What you should do — Reproduce the passage on neo-liberalism from "Neo-liberalism describes a" up to and including "a money-spinning powerhouse.", swapping "lifeboat" for "rescue boat".

Extract —
Neo-liberalism describes a political and economic philosophy that rejects state intervention in the economy in favour of limited restrictions in business. In a skewed sense, it holds out the longest stick to the fellow in the lifeboat, while completely ignoring the desperate cry of the one guy drowning adjacent to the boat itself. This lucky fellow in the boat welcomes the stick and is guarded effortlessly to dry land. From the shore’s safety he proclaims boldly that it is in the drowning man’s best interest that he has been prioritised, and he compensates by heaping straw upon straw in the water for this desperate man to clutch on. Such are the virtues of capitalism. They have become so uncanny that they have even turned HIV and AIDS into a money-spinning powerhouse.

Study material —
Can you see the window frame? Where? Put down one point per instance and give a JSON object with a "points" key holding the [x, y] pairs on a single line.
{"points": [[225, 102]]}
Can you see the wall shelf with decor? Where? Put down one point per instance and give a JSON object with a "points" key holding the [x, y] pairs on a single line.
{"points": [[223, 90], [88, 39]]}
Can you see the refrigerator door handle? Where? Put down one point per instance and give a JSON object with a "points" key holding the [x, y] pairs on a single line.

--

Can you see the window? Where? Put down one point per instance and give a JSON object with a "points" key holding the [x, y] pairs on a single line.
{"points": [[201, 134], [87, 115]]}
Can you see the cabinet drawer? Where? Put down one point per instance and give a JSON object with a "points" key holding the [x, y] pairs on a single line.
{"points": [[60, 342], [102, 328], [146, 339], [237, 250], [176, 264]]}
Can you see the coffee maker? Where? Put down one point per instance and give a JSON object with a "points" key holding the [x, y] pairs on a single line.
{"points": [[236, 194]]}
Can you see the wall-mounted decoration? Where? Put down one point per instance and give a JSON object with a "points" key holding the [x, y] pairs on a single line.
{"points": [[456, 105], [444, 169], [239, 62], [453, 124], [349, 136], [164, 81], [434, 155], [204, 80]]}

* * *

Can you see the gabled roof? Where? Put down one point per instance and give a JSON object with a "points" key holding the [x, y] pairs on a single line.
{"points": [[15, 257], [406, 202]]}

Result for this exercise —
Neo-liberalism describes a political and economic philosophy that rejects state intervention in the economy in favour of limited restrictions in business. In a skewed sense, it holds out the longest stick to the fellow in the rescue boat, while completely ignoring the desperate cry of the one guy drowning adjacent to the boat itself. This lucky fellow in the boat welcomes the stick and is guarded effortlessly to dry land. From the shore’s safety he proclaims boldly that it is in the drowning man’s best interest that he has been prioritised, and he compensates by heaping straw upon straw in the water for this desperate man to clutch on. Such are the virtues of capitalism. They have become so uncanny that they have even turned HIV and AIDS into a money-spinning powerhouse.